• BRIEF: Rewrite every line of the items below as a JSON list of strings, one string per line and no blank lines. Leave the pictures out of your answer.

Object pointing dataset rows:
= = = = =
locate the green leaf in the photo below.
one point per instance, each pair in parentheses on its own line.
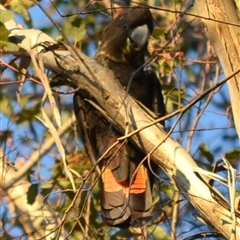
(3,33)
(32,193)
(204,150)
(21,6)
(75,28)
(6,15)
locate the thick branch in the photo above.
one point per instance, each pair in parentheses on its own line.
(169,155)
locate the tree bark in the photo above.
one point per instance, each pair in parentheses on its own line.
(109,96)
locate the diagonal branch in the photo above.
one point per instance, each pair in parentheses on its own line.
(169,155)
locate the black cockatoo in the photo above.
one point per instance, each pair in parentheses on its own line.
(126,193)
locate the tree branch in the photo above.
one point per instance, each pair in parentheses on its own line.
(169,155)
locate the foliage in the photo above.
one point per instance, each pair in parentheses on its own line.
(187,66)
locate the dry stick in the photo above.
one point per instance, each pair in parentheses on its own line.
(184,109)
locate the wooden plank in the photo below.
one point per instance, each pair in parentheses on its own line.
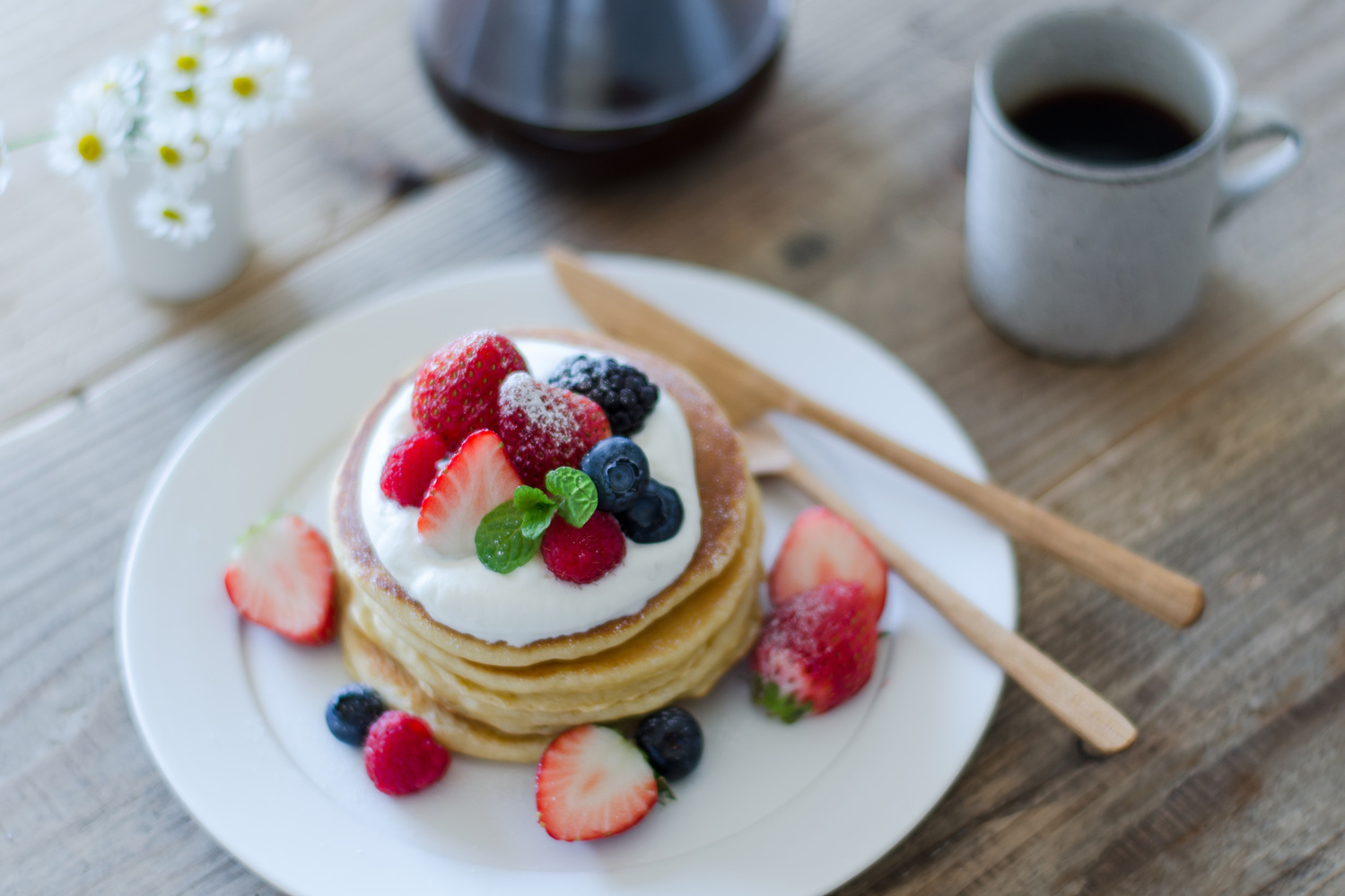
(1231,787)
(65,318)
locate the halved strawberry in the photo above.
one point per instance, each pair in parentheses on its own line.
(816,651)
(822,546)
(545,427)
(476,479)
(282,578)
(592,783)
(456,387)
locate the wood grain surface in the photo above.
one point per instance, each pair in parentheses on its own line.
(1218,454)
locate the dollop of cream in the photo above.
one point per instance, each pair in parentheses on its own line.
(530,603)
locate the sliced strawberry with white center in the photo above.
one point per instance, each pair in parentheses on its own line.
(477,479)
(821,548)
(592,783)
(282,578)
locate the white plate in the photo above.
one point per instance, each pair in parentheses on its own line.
(233,715)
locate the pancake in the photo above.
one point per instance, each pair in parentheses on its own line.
(721,481)
(502,701)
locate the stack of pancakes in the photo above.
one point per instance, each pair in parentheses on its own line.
(499,701)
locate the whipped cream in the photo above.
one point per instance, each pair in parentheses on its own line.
(528,603)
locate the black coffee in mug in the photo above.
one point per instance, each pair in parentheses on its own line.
(1103,126)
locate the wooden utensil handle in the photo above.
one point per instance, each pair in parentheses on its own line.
(1157,589)
(1100,724)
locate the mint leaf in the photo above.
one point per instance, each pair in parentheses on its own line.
(501,543)
(577,494)
(536,521)
(528,498)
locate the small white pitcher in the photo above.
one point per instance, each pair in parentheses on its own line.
(162,269)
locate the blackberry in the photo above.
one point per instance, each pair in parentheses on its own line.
(620,390)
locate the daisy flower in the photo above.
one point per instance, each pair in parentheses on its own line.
(179,67)
(118,78)
(5,166)
(177,150)
(91,140)
(210,18)
(258,83)
(166,214)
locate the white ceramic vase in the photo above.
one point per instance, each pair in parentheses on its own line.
(162,269)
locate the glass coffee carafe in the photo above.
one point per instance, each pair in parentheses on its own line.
(600,88)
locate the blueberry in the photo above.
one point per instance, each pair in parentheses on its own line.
(655,516)
(619,470)
(351,710)
(671,740)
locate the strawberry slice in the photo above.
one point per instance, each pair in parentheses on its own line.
(476,479)
(458,387)
(282,578)
(545,427)
(821,548)
(592,783)
(816,651)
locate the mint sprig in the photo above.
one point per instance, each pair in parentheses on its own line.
(577,494)
(510,535)
(501,543)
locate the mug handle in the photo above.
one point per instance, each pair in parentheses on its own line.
(1258,120)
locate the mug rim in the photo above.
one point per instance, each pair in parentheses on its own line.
(1210,137)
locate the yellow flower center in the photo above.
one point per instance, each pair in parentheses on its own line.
(89,147)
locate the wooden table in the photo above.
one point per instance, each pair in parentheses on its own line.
(1221,454)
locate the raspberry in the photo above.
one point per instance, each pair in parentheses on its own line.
(587,553)
(410,467)
(458,387)
(624,393)
(544,427)
(401,755)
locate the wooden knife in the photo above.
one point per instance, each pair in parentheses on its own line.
(747,393)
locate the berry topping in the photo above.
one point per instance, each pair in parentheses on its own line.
(412,465)
(821,548)
(619,470)
(545,427)
(351,710)
(458,387)
(401,753)
(816,651)
(592,783)
(476,479)
(282,578)
(655,516)
(671,740)
(622,392)
(585,553)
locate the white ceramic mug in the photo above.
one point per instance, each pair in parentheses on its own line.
(1086,260)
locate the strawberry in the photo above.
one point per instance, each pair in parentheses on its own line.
(282,578)
(545,427)
(410,467)
(458,387)
(822,546)
(476,479)
(592,783)
(587,553)
(401,753)
(816,651)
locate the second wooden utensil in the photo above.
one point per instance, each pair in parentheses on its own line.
(1100,724)
(746,393)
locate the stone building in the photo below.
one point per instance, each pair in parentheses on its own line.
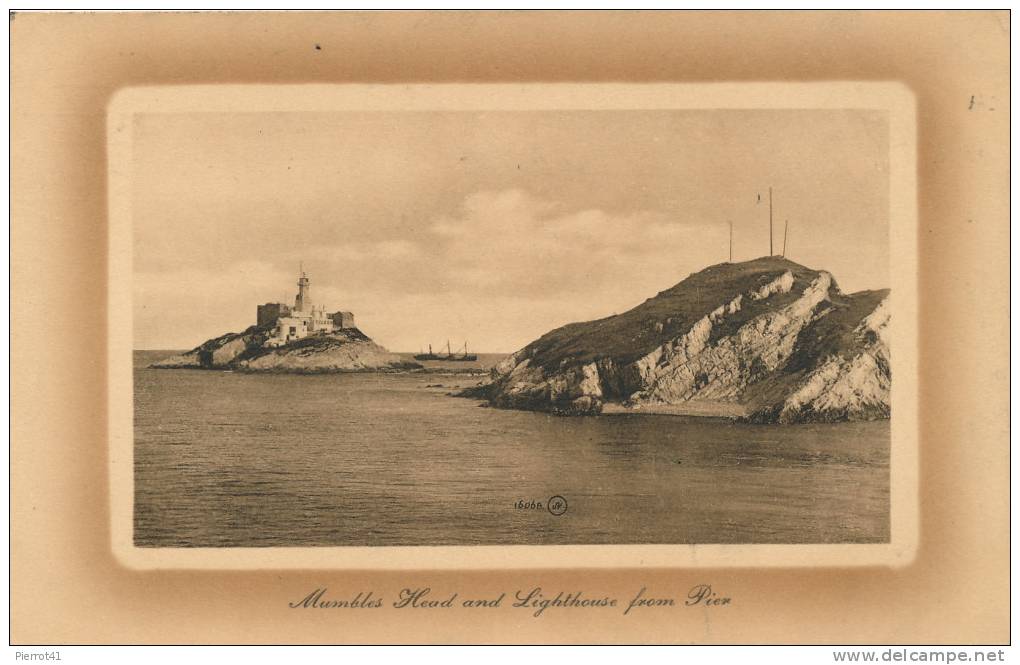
(303,319)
= = = = =
• REPLY TO THE EXERCISE:
[
  "locate the green leaf in the photo below.",
  "one point per instance, each pair in parentheses on its own line.",
  "(3,33)",
  "(32,193)",
  "(204,150)",
  "(21,6)",
  "(75,28)",
  "(6,15)",
  "locate the thick branch in the photo above.",
  "one point per instance, each pair in parentheses on its own line.",
  "(169,155)",
  "locate the tree bark in the photo above.",
  "one point per instance, each pair in parentheses on its own line.",
  "(109,96)",
  "locate the diagonal branch in the photo above.",
  "one point per instance, each pair in parentheses on its own line.",
  "(169,155)",
  "locate the black cockatoo in the photo above.",
  "one point per instance, each pair in parentheses on its own line.",
  "(126,193)",
  "locate the tree branch in the photo above.",
  "one point per instance, each pair in parentheses on its own line.",
  "(169,155)",
  "locate the foliage in the photo above.",
  "one point per instance, each pair in parentheses on its own line.",
  "(187,66)",
  "locate the dry stick in the photo above.",
  "one point per instance, each pair in parentheses on its own line.",
  "(184,109)",
  "locate the wooden plank in the photo below.",
  "one point per instance, each pair in parentheses on its own line.",
  "(1231,787)",
  "(65,318)",
  "locate the halved strawberry in the photo above.",
  "one point per instance, each pair in parentheses on its own line.",
  "(816,651)",
  "(822,546)",
  "(545,427)",
  "(476,479)",
  "(282,578)",
  "(592,783)",
  "(456,387)",
  "locate the wood grain surface in the photo above.",
  "one point per instance, each pair in parentheses on its own line.",
  "(1218,454)",
  "locate the dollop of cream in the photo above.",
  "one point per instance, each pair in parentheses on its own line.",
  "(530,603)",
  "locate the sliced strawberry with white center in the photo above.",
  "one point per instance, each pair in parentheses on its own line.",
  "(477,479)",
  "(821,548)",
  "(592,783)",
  "(282,578)",
  "locate the white plate in the photo above.",
  "one point per instance, each pair in parentheses on its own line.",
  "(233,715)",
  "locate the pancake in the photo above.",
  "one point per instance, each pair in parentheses on its own line.",
  "(721,481)",
  "(502,701)",
  "locate the stack of pancakes in the photo above.",
  "one point per instance, each pair in parentheses on its own line.",
  "(499,701)",
  "locate the whipped cream in the photo above.",
  "one point per instance, each pair in parentheses on its own line.",
  "(528,603)",
  "locate the black coffee in mug in the photo above.",
  "one point per instance, each pair in parentheses on its own line.",
  "(1103,126)",
  "locate the wooden utensil handle in the photo above.",
  "one point per instance, each pair in parentheses on its own line.",
  "(1157,589)",
  "(1100,724)",
  "locate the mint leaf in the photo above.",
  "one point per instance, each pair in parentheses on its own line.",
  "(501,543)",
  "(577,494)",
  "(536,521)",
  "(528,498)",
  "locate the small white pitcher in the photo above.",
  "one point per instance, each pair in parentheses on its own line.",
  "(162,269)",
  "locate the blackberry in the photo above.",
  "one point per instance, each pair in parentheses on its own line.",
  "(620,390)",
  "locate the daisy flower in the photo above.",
  "one point per instance, each pair in parentheses on its own line.",
  "(179,67)",
  "(118,78)",
  "(5,166)",
  "(177,150)",
  "(91,140)",
  "(210,18)",
  "(258,83)",
  "(166,214)",
  "locate the white ceramic vase in the photo above.",
  "one point per instance, each pair in parentheses on its own line.",
  "(162,269)",
  "locate the glass coffee carafe in the photo above.",
  "one point per instance, each pair in parentheses on its own line.",
  "(600,88)",
  "locate the blueberry in the photo above.",
  "one point per instance, each pair in parentheses on its own line.",
  "(655,516)",
  "(619,470)",
  "(351,710)",
  "(671,740)",
  "locate the strawberry slice in the photo above.",
  "one point per instance, each pair in parentheses on its own line.",
  "(476,479)",
  "(458,387)",
  "(282,578)",
  "(545,427)",
  "(821,548)",
  "(592,783)",
  "(816,651)",
  "locate the mint sprig in the photo above.",
  "one point per instance, each pair in parentheses on its own line.",
  "(577,494)",
  "(510,535)",
  "(501,543)",
  "locate the mug handle in the photo above.",
  "one point per instance, each pair in parentheses on its own line.",
  "(1258,120)",
  "locate the mug rim in the photo above.",
  "one point per instance, each pair in parentheses on its own line.",
  "(1210,137)",
  "locate the yellow flower center in the photo above.",
  "one point per instance, each pair in parentheses on its own line.",
  "(89,147)",
  "locate the wooden table in the photo above.",
  "one point per instance, each pair in parentheses on its own line.",
  "(1221,454)",
  "locate the raspberry in the photo above.",
  "one point per instance, each pair in parentheses on its own line.",
  "(587,553)",
  "(410,467)",
  "(458,387)",
  "(624,393)",
  "(544,427)",
  "(401,755)",
  "locate the wooden knife in the photo above.",
  "one point per instance, each pair in parentheses on its own line.",
  "(747,393)",
  "locate the berry topping in the photo above.",
  "one point per instance, each pair in parentheses on its own line.",
  "(412,465)",
  "(821,548)",
  "(619,470)",
  "(545,427)",
  "(351,710)",
  "(458,387)",
  "(401,753)",
  "(816,651)",
  "(592,783)",
  "(476,479)",
  "(282,578)",
  "(655,516)",
  "(671,740)",
  "(622,392)",
  "(585,553)",
  "locate the white ceramic mug in the photo above.",
  "one point per instance, each pair in parentheses on its own line.",
  "(1086,260)",
  "locate the strawberry in the photo above.",
  "one point per instance, each pair in parentheses on its own line.",
  "(282,578)",
  "(545,427)",
  "(410,467)",
  "(458,387)",
  "(822,546)",
  "(476,479)",
  "(592,783)",
  "(587,553)",
  "(401,753)",
  "(816,651)",
  "locate the second wooden utensil in the photo above.",
  "one point per instance, each pair in parentheses on its own line.",
  "(1100,724)",
  "(746,393)",
  "locate the stone building in the photo below.",
  "one point per instance, each pair in parentheses on its own line.",
  "(303,319)"
]